# [Document segment]
* start *
China Industry Atlas — the 40-page field guide (PDF)Get it · €19.99 →
CHINA INDUSTRY ATLAS深度 · Company deep-dives
← back to atlas
Company deep-dive · Taiwan → the world

Foxconn鴻海 · the moving factory

Foxconn is the largest factory company on Earth — it assembles about half the world's iPhones, and its name is on almost nothing it makes. If Midea's story is a conquest map, Foxconn's is a migration map: the world's assembly line creeping inland from Shenzhen, then offshore to India, Vietnam and Mexico, decade by decade.
* end *
# [Supplied data]
* start *
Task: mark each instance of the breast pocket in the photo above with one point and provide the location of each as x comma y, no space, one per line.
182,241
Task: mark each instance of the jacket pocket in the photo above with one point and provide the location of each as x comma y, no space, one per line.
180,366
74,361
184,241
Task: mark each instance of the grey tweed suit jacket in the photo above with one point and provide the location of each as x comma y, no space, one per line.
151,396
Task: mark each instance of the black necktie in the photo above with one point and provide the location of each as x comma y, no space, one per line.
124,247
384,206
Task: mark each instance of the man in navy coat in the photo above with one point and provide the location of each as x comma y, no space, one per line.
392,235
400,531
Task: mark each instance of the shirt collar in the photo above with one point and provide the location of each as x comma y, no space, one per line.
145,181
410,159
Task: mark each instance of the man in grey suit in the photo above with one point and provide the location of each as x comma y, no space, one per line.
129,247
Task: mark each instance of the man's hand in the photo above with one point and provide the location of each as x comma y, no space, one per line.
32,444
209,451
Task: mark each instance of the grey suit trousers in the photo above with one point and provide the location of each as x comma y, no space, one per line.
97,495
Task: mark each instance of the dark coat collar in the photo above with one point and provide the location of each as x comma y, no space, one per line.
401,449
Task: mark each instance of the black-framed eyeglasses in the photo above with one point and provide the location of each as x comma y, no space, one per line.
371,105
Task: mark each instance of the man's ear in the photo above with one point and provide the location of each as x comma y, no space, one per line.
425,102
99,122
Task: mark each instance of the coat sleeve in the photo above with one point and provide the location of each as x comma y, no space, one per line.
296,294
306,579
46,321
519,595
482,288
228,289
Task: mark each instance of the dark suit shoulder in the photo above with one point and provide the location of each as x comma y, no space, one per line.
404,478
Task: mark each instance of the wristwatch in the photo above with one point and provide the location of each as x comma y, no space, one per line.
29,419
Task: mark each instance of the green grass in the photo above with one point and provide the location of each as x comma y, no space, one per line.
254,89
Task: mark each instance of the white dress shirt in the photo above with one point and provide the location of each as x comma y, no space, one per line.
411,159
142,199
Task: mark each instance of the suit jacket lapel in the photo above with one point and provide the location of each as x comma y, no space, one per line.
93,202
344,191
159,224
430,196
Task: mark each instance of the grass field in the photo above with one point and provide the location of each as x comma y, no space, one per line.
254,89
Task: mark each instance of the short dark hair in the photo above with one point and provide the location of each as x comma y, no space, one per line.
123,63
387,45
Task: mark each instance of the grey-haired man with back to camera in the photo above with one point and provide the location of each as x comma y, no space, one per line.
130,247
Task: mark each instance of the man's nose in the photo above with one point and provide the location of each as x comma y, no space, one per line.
* end *
# [Given task]
From the Foxconn deep-dive, return the passage starting at "Foxconn鴻海 · the" and ending at "decade by decade.", copied word for word.

# [Full solution]
Foxconn鴻海 · the moving factory

Foxconn is the largest factory company on Earth — it assembles about half the world's iPhones, and its name is on almost nothing it makes. If Midea's story is a conquest map, Foxconn's is a migration map: the world's assembly line creeping inland from Shenzhen, then offshore to India, Vietnam and Mexico, decade by decade.